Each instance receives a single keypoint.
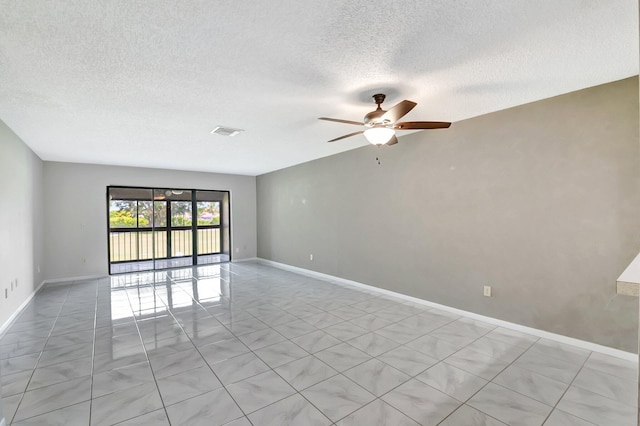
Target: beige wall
(542, 202)
(76, 215)
(21, 222)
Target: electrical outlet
(487, 291)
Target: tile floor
(247, 344)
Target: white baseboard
(13, 316)
(510, 325)
(57, 281)
(248, 259)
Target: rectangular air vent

┄┄┄┄┄┄┄┄┄┄

Please scale the records, starting at the line that has "Target: white baseboard" and continuing through the last line of the records, and reproduce those lines in full, requests included. Multiply every coordinate in the answers by 2.3 and round each result to a whole number, with halves rounded up.

Target: white baseboard
(30, 727)
(1173, 748)
(131, 646)
(570, 596)
Target: rectangular air vent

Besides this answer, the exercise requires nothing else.